Saved entries:
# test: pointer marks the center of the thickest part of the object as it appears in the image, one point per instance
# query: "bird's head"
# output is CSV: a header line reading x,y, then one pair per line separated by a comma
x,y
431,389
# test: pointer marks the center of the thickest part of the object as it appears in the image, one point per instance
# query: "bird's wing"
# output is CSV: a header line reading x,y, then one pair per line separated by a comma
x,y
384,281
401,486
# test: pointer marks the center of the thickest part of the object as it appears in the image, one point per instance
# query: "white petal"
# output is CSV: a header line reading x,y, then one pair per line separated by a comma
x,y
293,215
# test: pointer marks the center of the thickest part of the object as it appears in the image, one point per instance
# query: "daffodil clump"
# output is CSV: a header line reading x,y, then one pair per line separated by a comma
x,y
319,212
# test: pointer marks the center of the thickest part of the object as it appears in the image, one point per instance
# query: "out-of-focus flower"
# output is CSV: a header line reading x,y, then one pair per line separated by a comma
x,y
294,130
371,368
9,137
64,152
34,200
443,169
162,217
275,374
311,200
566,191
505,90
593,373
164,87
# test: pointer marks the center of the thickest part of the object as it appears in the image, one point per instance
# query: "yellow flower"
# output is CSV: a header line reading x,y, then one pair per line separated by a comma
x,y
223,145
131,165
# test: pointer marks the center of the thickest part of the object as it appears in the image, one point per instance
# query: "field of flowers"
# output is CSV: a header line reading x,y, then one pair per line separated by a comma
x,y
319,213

SHORT TASK => How many lines in the rows above contain the string "query"? Reply with the number alone.

CORRECT OUTPUT => 7